> _Instructions for the task_: Using the listing, copy each whole line that features "water".

> _Material shown_:

··········

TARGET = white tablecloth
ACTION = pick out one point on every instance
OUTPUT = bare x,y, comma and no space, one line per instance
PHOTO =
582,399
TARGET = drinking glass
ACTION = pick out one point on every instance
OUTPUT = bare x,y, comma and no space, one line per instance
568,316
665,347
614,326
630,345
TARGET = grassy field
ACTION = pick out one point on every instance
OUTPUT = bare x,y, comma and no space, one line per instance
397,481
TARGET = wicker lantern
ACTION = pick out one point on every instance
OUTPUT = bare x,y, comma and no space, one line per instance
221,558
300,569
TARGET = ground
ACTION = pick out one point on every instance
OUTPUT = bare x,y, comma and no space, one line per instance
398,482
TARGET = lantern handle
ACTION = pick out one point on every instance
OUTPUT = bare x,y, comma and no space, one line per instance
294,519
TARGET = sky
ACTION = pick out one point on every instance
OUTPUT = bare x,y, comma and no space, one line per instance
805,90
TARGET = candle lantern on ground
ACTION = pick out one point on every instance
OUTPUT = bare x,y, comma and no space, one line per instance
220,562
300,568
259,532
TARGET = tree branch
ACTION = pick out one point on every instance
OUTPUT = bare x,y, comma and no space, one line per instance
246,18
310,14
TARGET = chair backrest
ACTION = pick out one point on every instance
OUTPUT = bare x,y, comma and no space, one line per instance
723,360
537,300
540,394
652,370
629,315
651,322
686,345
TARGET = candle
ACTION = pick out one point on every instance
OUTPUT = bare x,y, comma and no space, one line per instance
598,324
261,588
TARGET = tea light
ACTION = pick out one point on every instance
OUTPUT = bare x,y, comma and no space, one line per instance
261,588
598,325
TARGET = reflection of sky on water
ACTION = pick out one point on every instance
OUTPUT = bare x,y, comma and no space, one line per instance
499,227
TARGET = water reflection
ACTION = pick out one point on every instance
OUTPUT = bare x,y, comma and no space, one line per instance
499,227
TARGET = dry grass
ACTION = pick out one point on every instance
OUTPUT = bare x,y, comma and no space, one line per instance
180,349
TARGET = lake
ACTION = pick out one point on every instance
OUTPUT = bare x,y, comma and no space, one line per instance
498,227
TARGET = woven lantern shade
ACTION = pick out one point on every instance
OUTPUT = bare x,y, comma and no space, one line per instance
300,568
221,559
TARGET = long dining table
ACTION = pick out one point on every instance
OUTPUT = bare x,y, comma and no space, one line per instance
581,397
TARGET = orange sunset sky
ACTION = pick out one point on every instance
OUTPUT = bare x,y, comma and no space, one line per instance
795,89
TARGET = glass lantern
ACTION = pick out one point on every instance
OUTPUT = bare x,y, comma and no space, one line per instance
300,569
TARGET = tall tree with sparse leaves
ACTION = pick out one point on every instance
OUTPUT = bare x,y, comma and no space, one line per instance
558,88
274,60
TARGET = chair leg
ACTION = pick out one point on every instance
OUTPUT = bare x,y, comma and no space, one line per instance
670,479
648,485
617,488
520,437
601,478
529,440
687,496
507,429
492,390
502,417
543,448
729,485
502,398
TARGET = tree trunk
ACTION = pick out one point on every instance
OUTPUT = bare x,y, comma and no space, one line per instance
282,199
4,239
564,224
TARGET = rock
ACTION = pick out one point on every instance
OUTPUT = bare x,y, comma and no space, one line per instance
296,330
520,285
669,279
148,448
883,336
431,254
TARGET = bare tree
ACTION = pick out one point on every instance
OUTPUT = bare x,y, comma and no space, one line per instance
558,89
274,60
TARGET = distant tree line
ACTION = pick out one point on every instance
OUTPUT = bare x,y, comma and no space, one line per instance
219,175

··········

> _Answer below_:
TARGET = reflection of sky on water
TARGET = water reflection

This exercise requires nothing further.